**EXERCISE TASK:**
Reproduce every line starting at the one containing "Expected behaviour: for every instance of the vertical" and ending at the last line of the items, requests included. Scale each x and y coordinate in the answers by 1.45 and round to whole numbers, with halves rounded up.

## START

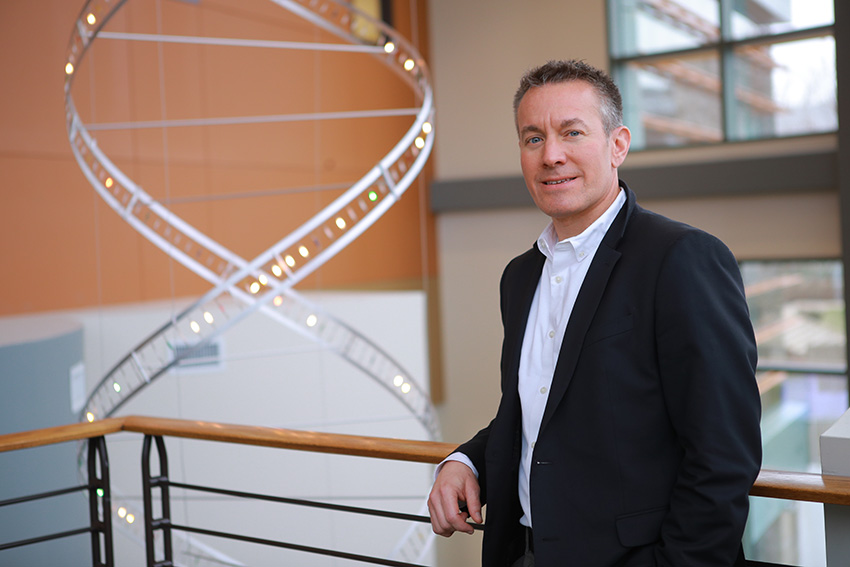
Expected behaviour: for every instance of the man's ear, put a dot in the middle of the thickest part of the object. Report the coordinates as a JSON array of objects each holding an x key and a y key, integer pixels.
[{"x": 621, "y": 139}]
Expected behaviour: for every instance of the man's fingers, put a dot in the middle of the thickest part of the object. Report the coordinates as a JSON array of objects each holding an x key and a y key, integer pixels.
[
  {"x": 473, "y": 506},
  {"x": 455, "y": 485}
]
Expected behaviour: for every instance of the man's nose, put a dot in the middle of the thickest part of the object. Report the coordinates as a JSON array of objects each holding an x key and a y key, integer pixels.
[{"x": 554, "y": 154}]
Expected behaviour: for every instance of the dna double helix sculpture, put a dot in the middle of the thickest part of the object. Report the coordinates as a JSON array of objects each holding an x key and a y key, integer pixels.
[{"x": 264, "y": 283}]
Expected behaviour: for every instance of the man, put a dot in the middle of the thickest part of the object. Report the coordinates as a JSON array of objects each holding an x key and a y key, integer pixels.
[{"x": 628, "y": 430}]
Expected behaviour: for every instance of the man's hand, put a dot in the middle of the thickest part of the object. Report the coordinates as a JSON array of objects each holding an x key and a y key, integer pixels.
[{"x": 455, "y": 486}]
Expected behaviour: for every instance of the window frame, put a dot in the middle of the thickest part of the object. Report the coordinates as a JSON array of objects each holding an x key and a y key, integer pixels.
[{"x": 724, "y": 48}]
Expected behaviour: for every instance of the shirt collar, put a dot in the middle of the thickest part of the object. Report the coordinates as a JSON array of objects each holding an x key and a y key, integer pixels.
[{"x": 585, "y": 244}]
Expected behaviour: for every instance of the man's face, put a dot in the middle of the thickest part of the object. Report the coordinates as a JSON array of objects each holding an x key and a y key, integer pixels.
[{"x": 568, "y": 162}]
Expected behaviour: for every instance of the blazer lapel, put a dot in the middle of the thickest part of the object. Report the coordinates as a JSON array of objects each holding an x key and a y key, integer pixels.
[
  {"x": 586, "y": 305},
  {"x": 516, "y": 309}
]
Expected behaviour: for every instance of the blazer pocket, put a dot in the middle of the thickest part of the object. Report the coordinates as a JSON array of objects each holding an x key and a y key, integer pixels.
[
  {"x": 641, "y": 528},
  {"x": 609, "y": 329}
]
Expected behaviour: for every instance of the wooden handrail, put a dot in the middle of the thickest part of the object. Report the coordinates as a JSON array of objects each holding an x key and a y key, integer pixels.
[{"x": 771, "y": 484}]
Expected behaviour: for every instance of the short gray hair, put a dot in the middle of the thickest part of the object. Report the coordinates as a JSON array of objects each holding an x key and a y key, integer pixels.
[{"x": 553, "y": 72}]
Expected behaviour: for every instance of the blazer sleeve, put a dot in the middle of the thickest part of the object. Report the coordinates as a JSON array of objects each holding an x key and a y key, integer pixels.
[{"x": 707, "y": 357}]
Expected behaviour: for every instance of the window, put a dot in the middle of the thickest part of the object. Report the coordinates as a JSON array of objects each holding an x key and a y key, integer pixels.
[
  {"x": 707, "y": 71},
  {"x": 797, "y": 309}
]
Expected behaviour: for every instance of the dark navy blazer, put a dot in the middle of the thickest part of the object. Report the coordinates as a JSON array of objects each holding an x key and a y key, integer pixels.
[{"x": 650, "y": 439}]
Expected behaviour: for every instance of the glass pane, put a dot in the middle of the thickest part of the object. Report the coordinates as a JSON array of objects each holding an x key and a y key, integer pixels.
[
  {"x": 752, "y": 18},
  {"x": 784, "y": 89},
  {"x": 654, "y": 26},
  {"x": 797, "y": 310},
  {"x": 672, "y": 102}
]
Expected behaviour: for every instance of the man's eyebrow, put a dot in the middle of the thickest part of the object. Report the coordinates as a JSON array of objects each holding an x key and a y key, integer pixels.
[
  {"x": 530, "y": 129},
  {"x": 566, "y": 123},
  {"x": 570, "y": 122}
]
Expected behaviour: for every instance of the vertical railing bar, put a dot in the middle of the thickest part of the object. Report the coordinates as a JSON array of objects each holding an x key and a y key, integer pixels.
[
  {"x": 100, "y": 516},
  {"x": 163, "y": 523}
]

## END

**IN RESPONSE:**
Expected behaviour: for every instance of the vertical railing bar, put a dot in the middle of the thickest part of the object. Report the coordinates as a JSON array of objects each holding an x key and a y key, integer pixels.
[
  {"x": 145, "y": 748},
  {"x": 236, "y": 758}
]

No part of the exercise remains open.